# What to work on
Report each line of the entries that contains the word "prompt", copied in full.

[[ Source information, beginning ]]

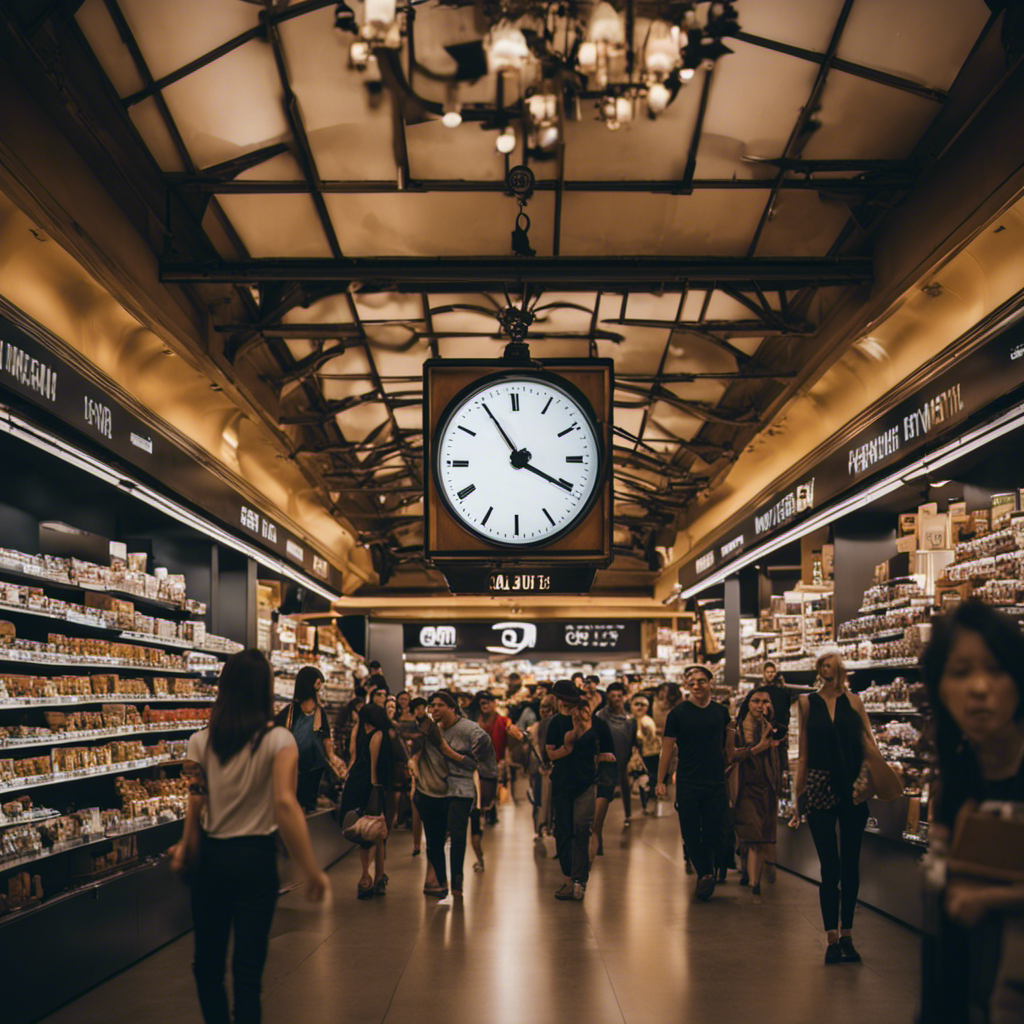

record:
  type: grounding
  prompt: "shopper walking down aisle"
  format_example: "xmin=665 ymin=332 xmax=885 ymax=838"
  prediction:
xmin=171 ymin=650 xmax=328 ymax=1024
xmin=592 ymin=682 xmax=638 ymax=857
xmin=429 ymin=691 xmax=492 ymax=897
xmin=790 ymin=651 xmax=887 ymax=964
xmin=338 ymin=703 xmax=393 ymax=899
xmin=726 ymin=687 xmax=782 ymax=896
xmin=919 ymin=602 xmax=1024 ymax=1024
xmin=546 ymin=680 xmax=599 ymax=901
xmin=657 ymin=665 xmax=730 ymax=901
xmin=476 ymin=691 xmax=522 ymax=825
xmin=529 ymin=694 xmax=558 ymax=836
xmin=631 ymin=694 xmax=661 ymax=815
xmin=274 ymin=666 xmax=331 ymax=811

[[ Source information, end ]]
[[ Source information, beginning ]]

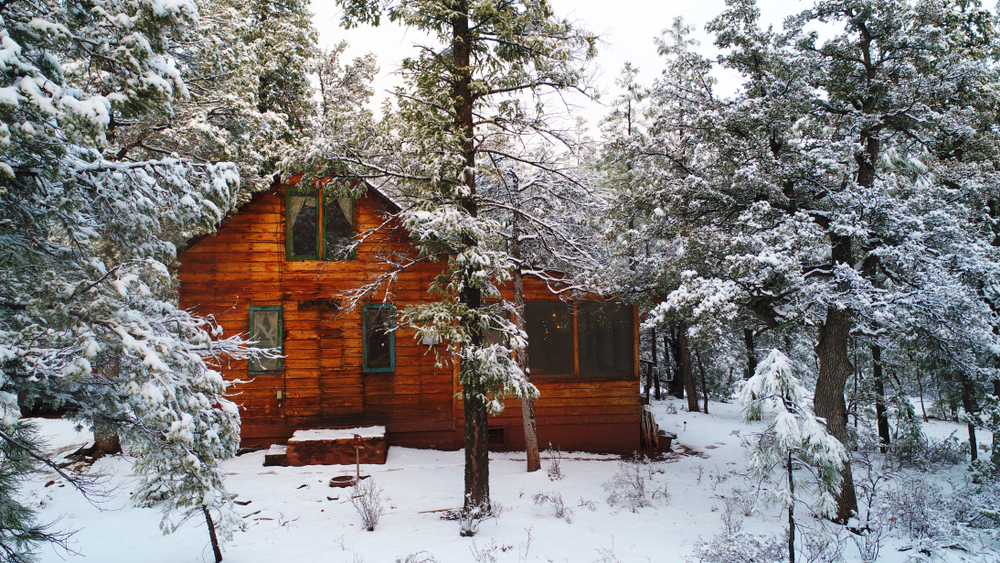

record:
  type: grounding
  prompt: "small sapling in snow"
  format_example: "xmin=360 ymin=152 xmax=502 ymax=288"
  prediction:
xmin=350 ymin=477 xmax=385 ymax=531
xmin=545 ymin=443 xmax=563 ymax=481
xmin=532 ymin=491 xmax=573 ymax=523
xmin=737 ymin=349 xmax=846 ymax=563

[[ Source information, end ]]
[[ Source information, beginning ]]

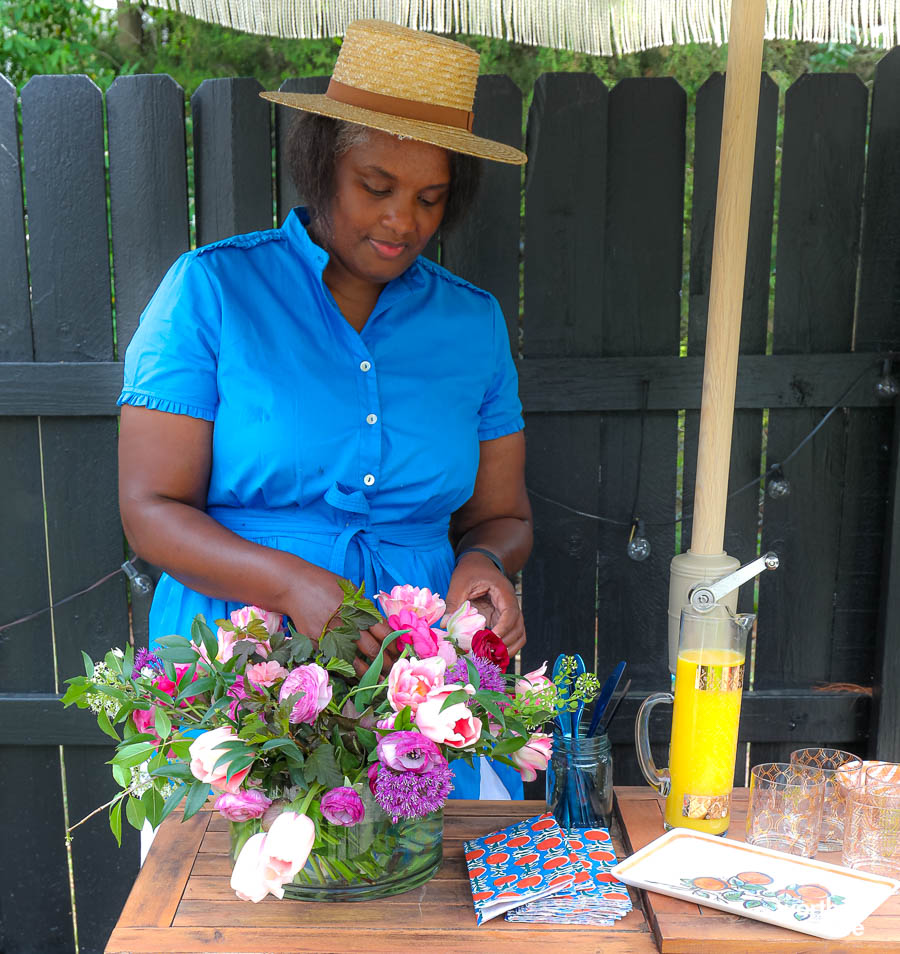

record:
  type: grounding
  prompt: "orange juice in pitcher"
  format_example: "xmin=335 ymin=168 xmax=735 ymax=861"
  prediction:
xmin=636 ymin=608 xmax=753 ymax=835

[[ Source information, end ]]

# Solution to the problem
  prompt: "shopper walking down aisle"
  prompt: "small sapling in snow"
  prompt: "orange juice in pitcher"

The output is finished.